TEKS DOKUMEN
+ + + + + + +
Tapi, pengguna bahasa biasanya tidak akan peduli pada kaidah-kaidah pemadanan istilah asing. Yang mereka pedulikan biasanya, istilah itu enak digunakan atau tidak? Populer atau tidak? Dengan kenyataan seperti ini, pemakaian anak orla dan bayi bumer akan sangat bergantung pada pengguna bahasa. Sidang Komisi Istilah biasanya juga memperhatikan istilah-istilah yang sudah populer di masyarakat pengguna bahasa. Karena mak-mak sudah populer, maka dipakailah dalam mak-mak macan untuk padanan tiger mom.

Memakai anak orla sebagai padanan dari baby boomer adalah upaya melokalkan istilah asing sehingga sesuai dengan konteks keindonesiaan. Itu tidak salah, karena memang dibolehkan, sehingga tak perlu takut “sesat konsep” karena sudah ada banyak kata yang memiliki makna berbeda dari makna asalnya. Pemahamam dan kultur antara pemadan istilah dan masyarakat pemilik istilah yang disebut Tendy menjadi penyebab “sesat konsep” telah terjadi bertahun-tahun. Tak perlu disesali, karena itu adalah upaya mencari padanan istilah yang disesuaikan dengan konteks budaya Indonesia.
+ + + + + + +
DATA YANG DIBERIKAN
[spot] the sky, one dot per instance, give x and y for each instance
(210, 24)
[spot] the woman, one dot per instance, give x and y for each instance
+ + + + + + +
TUGAS A
Sebutkan semua istilah bahasa Indonesia dalam teks tentang pemadanan istilah asing yang dibahas sebagai padanan istilah asing atau sebagai unsur pembentuk padanan tersebut.
TUGAS B
Lanjutkan teks tentang pemadanan istilah asing mulai setelah kalimat terakhirnya.

JAWABAN A
- anak orla
- bayi bumer
- mak-mak
- mak-mak macan

JAWABAN B
Tapi, jika susah mencari padanan berdasarkan konteks budaya Indonesia, mau tidak mau ya ambil aslinya. Seperti foyer, misalnya, yang konsepnya tidak ditemukan di dalam konteks budaya Indonesia: lorong masuk yang di sisi-sisinya disediakan kursi tunggu. Pada Sidang Komisi Istilah Juni 2023, padanan dalam bahasa Indonesia diserap dari istilah aslinya: foyer.

Kita punya masyarakat adat yang dijadikan padanan untuk indigenous people. Kita tidak menggunakan penduduk lokal atau penduduk asli. Kita punya alun-alun yang bisa dipakai untuk padanan a large public square. Kita punya bandara sebagai padanan airport, alih-alih menggunakan pelabuhan udara sebagai terjemahan literalnya.

Kita juga punya peladen sebagai padanan dari server. Peladen diambil dari bahasa Jawa, yang artinya pelayan, yang cocok juga digunakan sebagai sinonim dari pramusaji. Ada juga peramban sebagai padanan browser. Peramban juga dari bahasa Jawa, ramban, kegiatan memilih sayur di kebun untuk dipetik. Ada pula gawai yang dipakai sebagai padanan gadget. Gawai juga dari bahasa Jawa yang artinya kerja dan perabot. Di Kalimantan, gawai artinya hajatan.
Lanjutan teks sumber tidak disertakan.